• **TEXT SECTION**:
Content starts
By 1822, Volusia is described by William Hayne Simmons in his Notices of East Florida as "...a very fine tract, lying on both sides of the St John's (sic) - the greater portion being on the western side of the river." The author says that the settlement was made nearly three years ago by Horatio S. Dexter, its present proprietor.

When the Florida legislature divided Orange County on December 29, 1854 to organize an independent Volusia County, the new jurisdiction was named after its largest community, Volusia. At the time, Volusia County had about 600 residents.

===Etymology===
The origin of the name Volusia remains uncertain as there exists no documentation establishing the etymology. There are several theories:

1. The name came from a word meaning "Land of the Euchee," from the Euchee who migrated into the area after the Timucua Indian cultures faded away in the early 18th century. The Euchee (or Uchee) occupied the area between Spring Garden and the southern tip of Lake George. Records prior to 1815 referred to this area as Euchee territory. The name Volusia was spelled as Velutia by the French and Volucia by the Spanish, reflecting their phonetics.
Content ends
Dataset excerpts:
Content starts
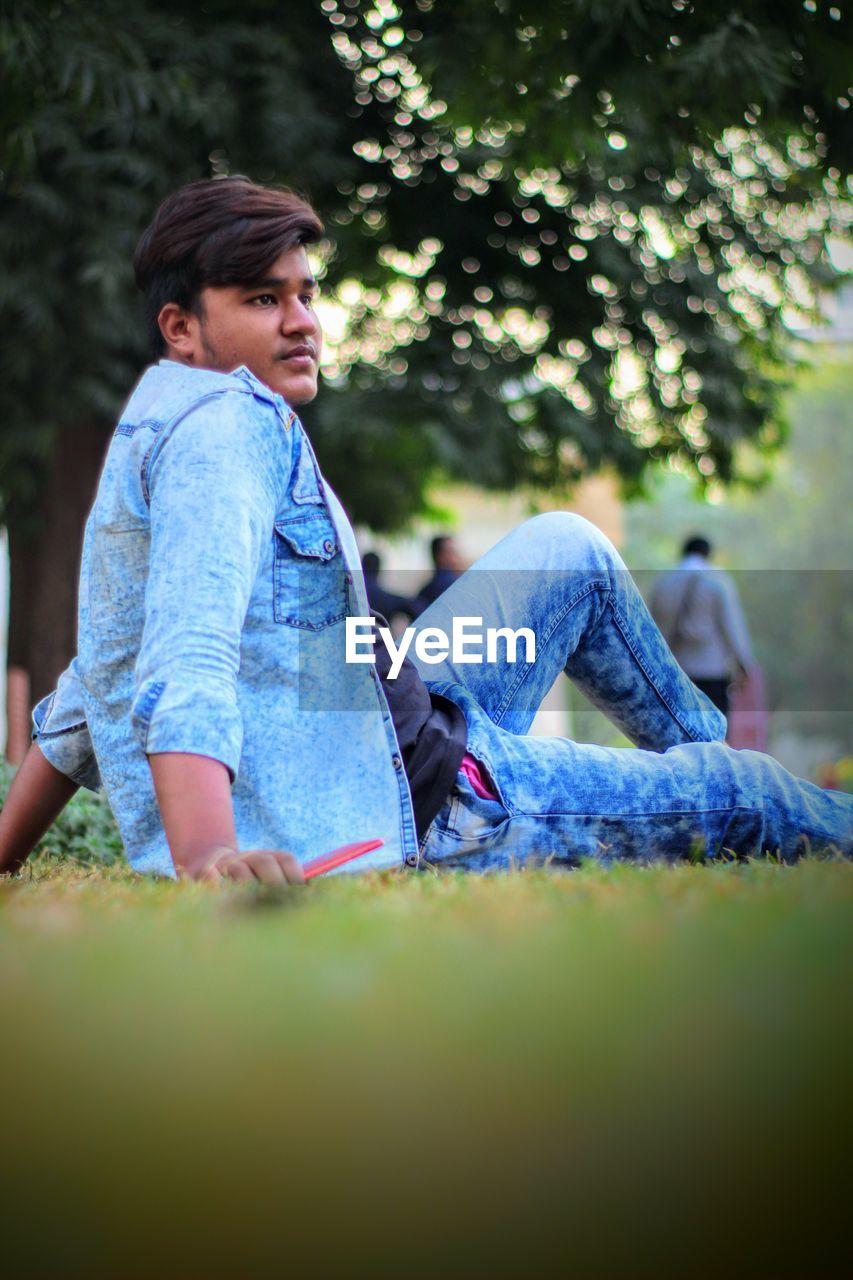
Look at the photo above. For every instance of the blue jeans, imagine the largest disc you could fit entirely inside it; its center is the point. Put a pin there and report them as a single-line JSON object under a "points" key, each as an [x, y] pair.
{"points": [[682, 794]]}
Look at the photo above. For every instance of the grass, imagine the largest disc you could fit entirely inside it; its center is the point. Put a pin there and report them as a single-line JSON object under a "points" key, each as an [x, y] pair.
{"points": [[635, 1072]]}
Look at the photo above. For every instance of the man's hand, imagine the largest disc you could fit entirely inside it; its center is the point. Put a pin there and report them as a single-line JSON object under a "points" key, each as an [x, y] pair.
{"points": [[268, 865]]}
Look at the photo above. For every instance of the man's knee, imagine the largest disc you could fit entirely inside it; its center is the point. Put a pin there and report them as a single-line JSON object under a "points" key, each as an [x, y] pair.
{"points": [[566, 529]]}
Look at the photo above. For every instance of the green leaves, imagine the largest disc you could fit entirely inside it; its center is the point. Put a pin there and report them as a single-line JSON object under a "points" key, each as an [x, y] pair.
{"points": [[649, 184]]}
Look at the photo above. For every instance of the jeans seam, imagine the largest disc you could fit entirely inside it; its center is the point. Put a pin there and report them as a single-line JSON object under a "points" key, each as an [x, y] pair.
{"points": [[621, 624], [523, 675]]}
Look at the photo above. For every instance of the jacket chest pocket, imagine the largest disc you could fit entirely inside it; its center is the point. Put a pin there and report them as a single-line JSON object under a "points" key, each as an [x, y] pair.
{"points": [[310, 579]]}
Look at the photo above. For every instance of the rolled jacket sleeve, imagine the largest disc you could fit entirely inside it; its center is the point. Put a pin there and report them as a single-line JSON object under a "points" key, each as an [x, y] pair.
{"points": [[213, 483], [60, 730]]}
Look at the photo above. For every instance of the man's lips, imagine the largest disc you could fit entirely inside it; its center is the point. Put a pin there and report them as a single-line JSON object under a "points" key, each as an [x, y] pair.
{"points": [[301, 356]]}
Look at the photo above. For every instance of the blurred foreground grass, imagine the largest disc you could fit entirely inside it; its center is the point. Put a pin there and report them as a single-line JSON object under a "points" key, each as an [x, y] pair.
{"points": [[635, 1072]]}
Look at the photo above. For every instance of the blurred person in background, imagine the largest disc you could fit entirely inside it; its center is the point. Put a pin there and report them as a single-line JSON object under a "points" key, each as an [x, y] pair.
{"points": [[387, 603], [447, 566], [697, 608]]}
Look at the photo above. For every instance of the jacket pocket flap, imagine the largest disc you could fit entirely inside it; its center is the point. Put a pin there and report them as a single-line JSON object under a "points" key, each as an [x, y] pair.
{"points": [[310, 534]]}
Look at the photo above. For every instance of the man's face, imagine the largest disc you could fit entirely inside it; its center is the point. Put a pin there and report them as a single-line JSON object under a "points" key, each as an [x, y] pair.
{"points": [[269, 327]]}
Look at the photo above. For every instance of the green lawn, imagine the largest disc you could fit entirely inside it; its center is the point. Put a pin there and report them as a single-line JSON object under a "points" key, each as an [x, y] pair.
{"points": [[637, 1072]]}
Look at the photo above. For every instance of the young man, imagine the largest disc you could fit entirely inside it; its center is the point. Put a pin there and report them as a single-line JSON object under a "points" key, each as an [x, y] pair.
{"points": [[211, 690]]}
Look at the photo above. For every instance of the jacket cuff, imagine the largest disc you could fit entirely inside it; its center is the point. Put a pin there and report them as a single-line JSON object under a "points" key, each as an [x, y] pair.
{"points": [[187, 717]]}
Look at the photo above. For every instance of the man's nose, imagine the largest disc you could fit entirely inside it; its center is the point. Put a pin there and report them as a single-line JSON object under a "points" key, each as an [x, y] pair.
{"points": [[299, 319]]}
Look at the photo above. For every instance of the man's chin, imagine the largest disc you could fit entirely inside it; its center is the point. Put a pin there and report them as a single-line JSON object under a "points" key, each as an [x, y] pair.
{"points": [[296, 389]]}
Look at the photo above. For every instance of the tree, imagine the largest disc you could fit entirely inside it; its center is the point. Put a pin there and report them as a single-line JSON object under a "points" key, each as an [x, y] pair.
{"points": [[565, 233]]}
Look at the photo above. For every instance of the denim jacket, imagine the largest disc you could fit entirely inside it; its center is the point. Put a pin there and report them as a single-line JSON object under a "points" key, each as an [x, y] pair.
{"points": [[217, 574]]}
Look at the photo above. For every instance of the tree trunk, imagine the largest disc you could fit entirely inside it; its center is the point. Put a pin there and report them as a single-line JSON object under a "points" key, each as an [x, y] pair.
{"points": [[44, 572]]}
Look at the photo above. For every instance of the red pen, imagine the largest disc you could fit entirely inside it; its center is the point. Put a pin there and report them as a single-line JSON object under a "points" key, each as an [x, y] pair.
{"points": [[345, 854]]}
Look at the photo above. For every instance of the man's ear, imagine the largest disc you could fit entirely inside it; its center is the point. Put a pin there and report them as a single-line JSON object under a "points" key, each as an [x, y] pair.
{"points": [[179, 329]]}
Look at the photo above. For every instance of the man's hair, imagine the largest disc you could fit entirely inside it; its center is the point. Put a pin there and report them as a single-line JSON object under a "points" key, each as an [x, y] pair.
{"points": [[697, 545], [220, 231]]}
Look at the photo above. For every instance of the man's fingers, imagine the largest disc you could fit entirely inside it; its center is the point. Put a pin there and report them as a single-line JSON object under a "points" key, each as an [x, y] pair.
{"points": [[264, 867], [277, 867], [233, 868], [268, 865]]}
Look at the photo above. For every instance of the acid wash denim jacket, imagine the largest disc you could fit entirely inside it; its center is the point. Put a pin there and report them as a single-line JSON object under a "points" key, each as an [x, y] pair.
{"points": [[217, 574]]}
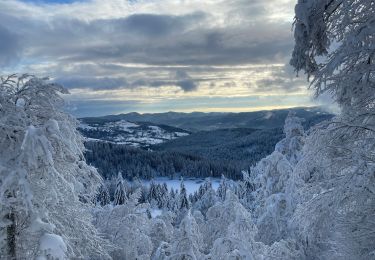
Content ends
• **INSTRUCTIONS**:
1: Rewrite the Volusia history text above from "When the Florida" down to "reflecting their phonetics.", renaming "residents" as "inhabitants" throughout.
2: Write the next part of the Volusia history text above, starting after its final sentence.

• **ANSWERS TO THE EXERCISES**:
1:
When the Florida legislature divided Orange County on December 29, 1854 to organize an independent Volusia County, the new jurisdiction was named after its largest community, Volusia. At the time, Volusia County had about 600 inhabitants.

===Etymology===
The origin of the name Volusia remains uncertain as there exists no documentation establishing the etymology. There are several theories:

1. The name came from a word meaning "Land of the Euchee," from the Euchee who migrated into the area after the Timucua Indian cultures faded away in the early 18th century. The Euchee (or Uchee) occupied the area between Spring Garden and the southern tip of Lake George. Records prior to 1815 referred to this area as Euchee territory. The name Volusia was spelled as Velutia by the French and Volucia by the Spanish, reflecting their phonetics.

2:
2. The name was taken from a British man named Voluz who owned a plantation in the late 18th century that was located on the St. Johns River.
3. The name originated from the last name Veluche, belonging to the French or Belgian owner of the trading post in Volusia. According to some, this was during the British regime. Others say that it was around 1818, after the United States acquired the territory. Over time, the name Veluche became anglicized to Volusia.
4. The town was established by and named for Jere Volusia.
5. The Spanish named the settlement after the celebrated Roman jurist Lucius Volusius Maecianus, who wrote 30 books and tutored Marcus Aurelius, Roman emperor and philosopher.

==Notes==
- The community is near the setting of The Yearling, a 1938 book by Marjorie Kinnan Rawlings. It is mentioned in the story.